Entries on locating named things
◇ ◇ ◇
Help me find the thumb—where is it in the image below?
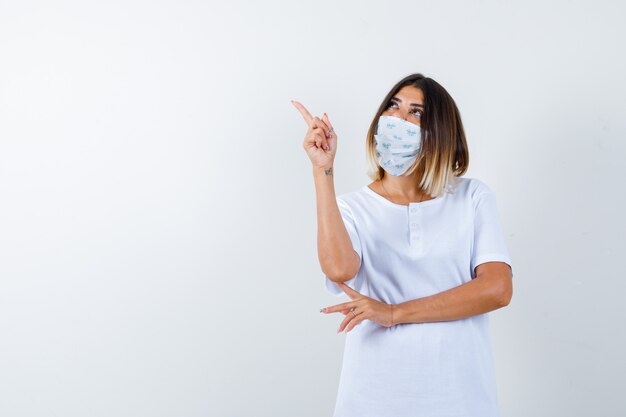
[322,113,333,129]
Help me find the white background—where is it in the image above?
[0,0,626,417]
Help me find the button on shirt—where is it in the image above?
[324,177,511,417]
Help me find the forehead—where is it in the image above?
[395,85,424,104]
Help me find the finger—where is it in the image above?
[322,113,334,136]
[311,116,330,138]
[346,314,365,333]
[321,301,356,313]
[291,100,313,126]
[337,313,363,333]
[337,282,362,300]
[313,129,324,148]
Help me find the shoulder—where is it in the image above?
[457,177,493,199]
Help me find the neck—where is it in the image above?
[380,175,427,200]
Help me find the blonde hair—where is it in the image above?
[365,74,469,197]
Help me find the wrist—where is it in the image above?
[313,165,335,177]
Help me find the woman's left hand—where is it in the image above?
[320,282,395,333]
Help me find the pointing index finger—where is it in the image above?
[291,100,313,126]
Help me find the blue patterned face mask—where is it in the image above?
[374,116,422,176]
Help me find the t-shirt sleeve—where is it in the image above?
[471,183,513,278]
[324,197,363,297]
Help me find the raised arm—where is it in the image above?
[292,100,361,282]
[313,166,361,282]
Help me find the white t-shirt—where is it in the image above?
[324,177,511,417]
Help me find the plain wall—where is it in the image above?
[0,0,626,417]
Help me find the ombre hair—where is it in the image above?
[365,73,469,197]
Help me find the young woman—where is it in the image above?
[293,74,513,417]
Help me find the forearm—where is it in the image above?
[393,278,504,324]
[313,167,358,279]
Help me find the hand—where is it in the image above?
[291,100,337,168]
[322,282,395,333]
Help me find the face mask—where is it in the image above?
[374,116,422,176]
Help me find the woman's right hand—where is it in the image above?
[291,100,337,168]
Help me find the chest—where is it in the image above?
[359,197,474,258]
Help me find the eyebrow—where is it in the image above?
[391,97,424,108]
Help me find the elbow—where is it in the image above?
[497,281,513,307]
[323,252,361,282]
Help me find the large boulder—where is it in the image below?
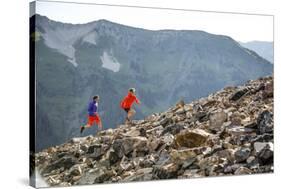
[229,88,249,101]
[170,149,196,163]
[175,129,210,148]
[122,137,148,155]
[254,142,273,164]
[234,147,251,163]
[153,163,179,179]
[161,124,184,135]
[257,110,273,134]
[87,144,106,159]
[42,157,77,174]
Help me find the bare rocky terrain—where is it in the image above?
[35,76,274,186]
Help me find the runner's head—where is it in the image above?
[129,88,136,94]
[93,95,100,101]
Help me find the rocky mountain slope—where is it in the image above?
[31,15,273,151]
[35,77,274,186]
[240,41,274,63]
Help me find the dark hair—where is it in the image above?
[93,95,99,100]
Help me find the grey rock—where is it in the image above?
[257,110,273,134]
[234,148,251,163]
[229,88,248,101]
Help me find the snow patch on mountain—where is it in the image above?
[38,22,95,67]
[100,51,120,72]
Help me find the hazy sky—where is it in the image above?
[36,1,273,42]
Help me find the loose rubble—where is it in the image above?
[35,77,274,186]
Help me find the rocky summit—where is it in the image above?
[35,76,274,186]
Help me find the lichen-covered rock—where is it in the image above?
[175,129,210,148]
[35,77,274,186]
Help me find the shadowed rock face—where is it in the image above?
[35,77,274,186]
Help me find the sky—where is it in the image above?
[36,1,273,42]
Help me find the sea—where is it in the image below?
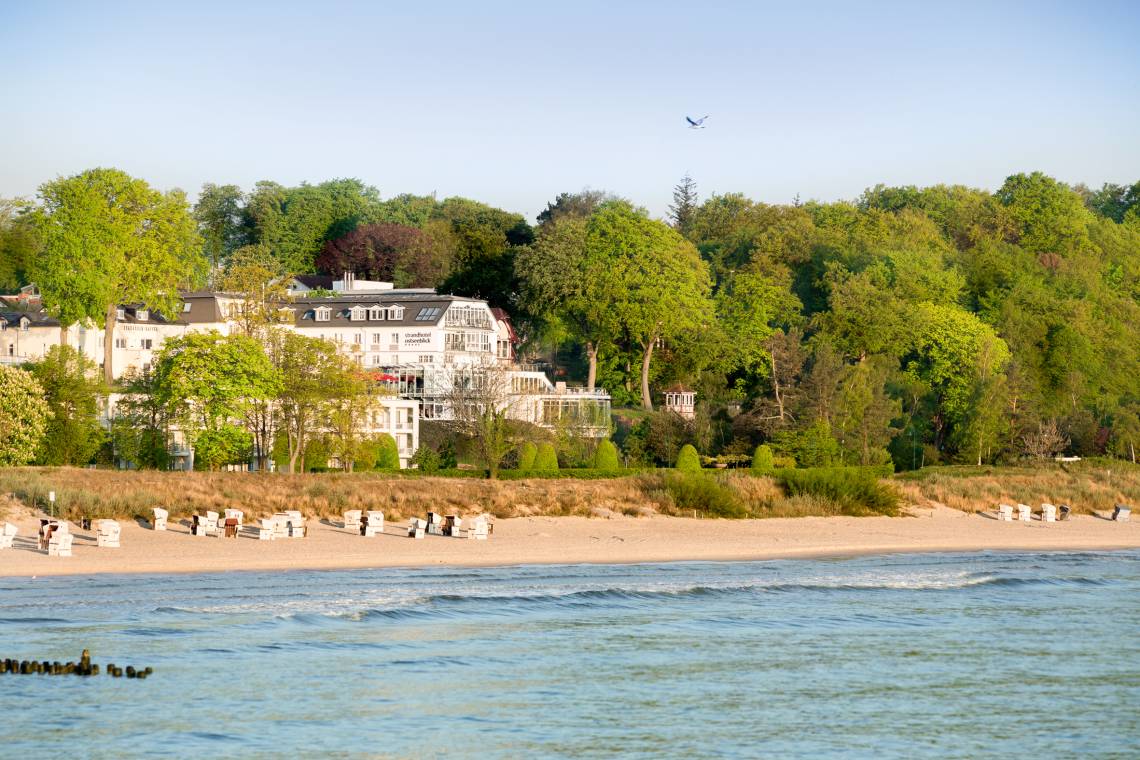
◇ ◇ ◇
#### [DO THIS]
Write out again every line from the one containing "Help me find the shadowed" down through the end of the records, requests included, and scale each bounding-box coordinate in the answers by 0.75, rounding to whole numbers with halves rounded up. Leave the pictures out.

#### [THE RESPONSE]
Help me find the shadowed rock face—where is it in the image above?
[26,58,206,140]
Help me find the sky—where is it in the image above?
[27,1,205,32]
Help me find the sea—where is it in the image below?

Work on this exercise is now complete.